**Что сделать**
Повторите слово в слово часть отрывка о Боратынском между «Не ослеплён я» и «почтит небрежной похвалой.», включая оба этих места.

**Отрывок текста**
-- -- --

По мысли Боратынского, только самобытность в искусстве достойна памяти последующих поколений, а может быть, и вечности. С достоинством и простотой — нагой мыслью и обычным слогом — это высказано в другом тогдашнем стихотворении:

Мой дар убог, и голос мой не громок,
Но я живу, и на земли моё
Кому-нибудь любезно бытиё:
Его найдёт далёкий мой потомок
В моих стихах. Как знать? Душа моя
Окажется с душой его в сношенье,
И, как нашёл я друга в поколенье,
Читателя найду в потомстве я.
(1828)

В этом восьмистишии одно лишь слово выдаёт глубокую важность признания:

<…> на земли моё <…>.

Старинный церковнославянский оборот, словно удар в могучий древний колокол, заставляет по-иному звучать стихи: они будто бы наполняются гулом времён. Будничная речь вдруг обнаруживает в себе скрытое торжественное волнение — и звучит уже как заветная клятва об утверждении себя в вечности.

Чуть позже, в 1829 году, Боратынский вновь возвращается к этой теме — и выражает её в точной поэтической формуле, слегка прикрыв чеканный очерк определения тончайшей накидкой провидческой иронии:

Не ослеплён я музою моею:
Красавицей её не назовут,
И юноши, узрев её, за нею
Влюблённою толпой не побегут.
Приманивать изысканным узором,
Игрою глаз, блестящим разговором
Ни склонности у ней, ни дара нет;
Но поражён бывает мельком свет
Её лица необщим выраженьем,
Её речей спокойной простотой;
И он скорей, чем едким осужденьем,
Её почтит небрежной похвалой.

-- -- --

**Исходные записи**

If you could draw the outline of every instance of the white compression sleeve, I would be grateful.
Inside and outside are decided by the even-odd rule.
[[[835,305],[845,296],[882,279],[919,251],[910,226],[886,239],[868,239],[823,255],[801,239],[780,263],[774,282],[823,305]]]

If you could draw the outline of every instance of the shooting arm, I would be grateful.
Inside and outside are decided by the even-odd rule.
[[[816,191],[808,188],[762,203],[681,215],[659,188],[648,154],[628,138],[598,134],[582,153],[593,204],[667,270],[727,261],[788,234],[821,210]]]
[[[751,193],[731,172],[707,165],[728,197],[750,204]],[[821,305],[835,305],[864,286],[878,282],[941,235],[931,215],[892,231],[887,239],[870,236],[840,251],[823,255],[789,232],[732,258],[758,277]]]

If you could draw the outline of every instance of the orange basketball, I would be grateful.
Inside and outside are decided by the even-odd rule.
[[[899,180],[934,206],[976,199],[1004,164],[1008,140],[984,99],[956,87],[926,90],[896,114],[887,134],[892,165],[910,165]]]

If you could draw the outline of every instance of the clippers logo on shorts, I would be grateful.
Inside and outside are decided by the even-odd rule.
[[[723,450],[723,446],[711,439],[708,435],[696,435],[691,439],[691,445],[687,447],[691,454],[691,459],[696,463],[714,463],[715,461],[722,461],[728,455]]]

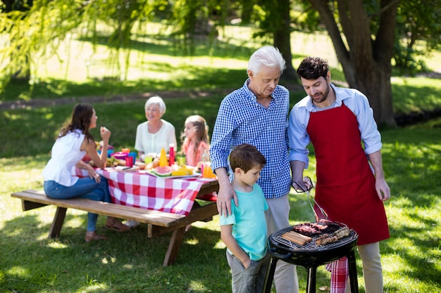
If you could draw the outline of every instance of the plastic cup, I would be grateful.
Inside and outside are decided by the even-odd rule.
[[[133,157],[125,157],[125,166],[132,168],[133,167]]]
[[[137,153],[136,152],[129,152],[129,155],[128,157],[133,157],[133,163],[136,162],[136,157]]]
[[[178,164],[179,166],[183,166],[185,164],[185,157],[179,156],[176,158],[176,161],[178,162]]]

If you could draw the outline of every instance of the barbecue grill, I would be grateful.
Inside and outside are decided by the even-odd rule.
[[[347,256],[349,261],[351,292],[358,293],[354,249],[359,235],[354,230],[350,230],[348,236],[321,246],[318,246],[314,241],[316,237],[312,237],[313,240],[304,245],[297,245],[282,237],[285,233],[292,230],[292,226],[287,227],[273,233],[268,237],[268,252],[271,260],[263,285],[264,293],[271,292],[274,271],[278,260],[306,268],[308,270],[306,292],[313,293],[316,292],[317,267],[343,256]]]

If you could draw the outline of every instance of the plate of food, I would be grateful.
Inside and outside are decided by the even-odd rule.
[[[151,169],[145,170],[149,175],[159,178],[194,178],[200,177],[200,174],[195,174],[192,169],[187,168],[185,165],[179,167],[174,166],[159,166]]]

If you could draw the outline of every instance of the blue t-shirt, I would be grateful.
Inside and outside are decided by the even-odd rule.
[[[232,225],[232,237],[239,246],[251,260],[259,261],[266,254],[266,200],[257,183],[253,185],[251,193],[236,190],[236,194],[239,207],[236,207],[232,200],[231,215],[226,218],[220,216],[220,226]]]

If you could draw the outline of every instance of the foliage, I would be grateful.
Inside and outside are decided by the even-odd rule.
[[[398,6],[394,51],[395,67],[404,74],[427,72],[419,58],[441,44],[441,1],[403,1]],[[418,46],[418,44],[423,46]]]

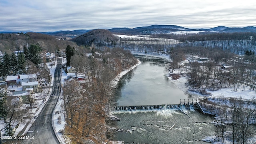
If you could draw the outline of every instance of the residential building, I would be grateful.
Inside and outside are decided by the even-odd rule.
[[[20,96],[22,99],[23,104],[29,104],[30,99],[30,100],[34,100],[34,98],[31,94],[30,90],[24,90],[22,91],[14,91],[12,92],[12,96]]]
[[[18,76],[7,76],[6,80],[6,85],[10,85],[18,84],[19,83],[18,81],[19,78],[19,77]]]
[[[72,66],[69,66],[67,68],[67,72],[69,73],[74,73],[76,72],[76,69]]]
[[[22,86],[22,90],[31,90],[32,92],[39,92],[39,83],[38,82],[22,82],[21,86]]]
[[[20,84],[22,85],[23,82],[37,81],[36,74],[24,74],[20,76]]]

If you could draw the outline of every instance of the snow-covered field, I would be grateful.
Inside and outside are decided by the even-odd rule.
[[[132,38],[133,39],[138,40],[140,39],[143,39],[147,40],[148,41],[155,40],[155,41],[168,41],[168,42],[176,42],[177,43],[178,40],[176,40],[172,39],[170,38],[151,38],[149,37],[143,37],[137,36],[130,36],[130,35],[125,35],[122,34],[115,34],[115,36],[118,36],[119,38]]]
[[[204,31],[177,31],[172,32],[171,34],[198,34],[199,32],[205,32]]]

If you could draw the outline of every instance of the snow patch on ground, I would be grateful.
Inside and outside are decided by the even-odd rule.
[[[135,64],[134,66],[130,67],[130,68],[124,70],[121,72],[120,74],[119,74],[118,75],[117,75],[117,76],[116,77],[116,78],[114,78],[114,80],[113,80],[112,82],[114,86],[116,86],[116,85],[117,85],[117,84],[118,82],[118,81],[119,81],[119,80],[120,80],[120,78],[121,78],[123,77],[123,76],[124,76],[127,72],[129,72],[130,70],[134,69],[137,66],[138,66],[140,64],[141,64],[141,62],[139,60],[138,60],[138,63],[137,63],[137,64]]]

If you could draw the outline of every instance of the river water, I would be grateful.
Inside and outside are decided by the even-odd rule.
[[[188,96],[165,76],[165,64],[161,58],[136,55],[142,64],[120,80],[116,91],[119,106],[178,104]],[[214,135],[213,117],[192,109],[113,112],[120,119],[111,126],[122,132],[112,140],[125,144],[204,144],[200,140]],[[125,131],[124,132],[123,131]]]

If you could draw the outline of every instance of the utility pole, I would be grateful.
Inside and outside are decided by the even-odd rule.
[[[1,130],[0,130],[0,144],[2,144],[3,143],[3,141],[2,140],[2,135],[1,135]]]

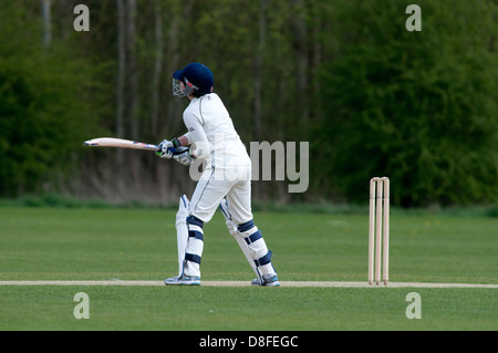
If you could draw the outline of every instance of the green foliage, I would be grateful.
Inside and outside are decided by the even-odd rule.
[[[11,2],[0,23],[0,196],[11,197],[73,170],[83,137],[97,131],[91,97],[101,65],[79,58],[71,38],[43,48],[41,21]]]
[[[350,200],[387,175],[395,205],[496,201],[497,6],[423,2],[422,32],[408,32],[407,3],[338,6],[335,35],[347,41],[320,75],[320,158],[330,163],[317,172]]]

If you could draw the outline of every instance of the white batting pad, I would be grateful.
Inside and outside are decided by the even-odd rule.
[[[176,241],[178,246],[178,277],[184,272],[185,250],[188,240],[188,198],[183,195],[179,199],[178,212],[176,214]]]

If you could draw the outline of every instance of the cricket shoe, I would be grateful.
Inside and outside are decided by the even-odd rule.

-- -- --

**Правильный ответ**
Не ослеплён я музою моею:
Красавицей её не назовут,
И юноши, узрев её, за нею
Влюблённою толпой не побегут.
Приманивать изысканным узором,
Игрою глаз, блестящим разговором
Ни склонности у ней, ни дара нет;
Но поражён бывает мельком свет
Её лица необщим выраженьем,
Её речей спокойной простотой;
И он скорей, чем едким осужденьем,
Её почтит небрежной похвалой.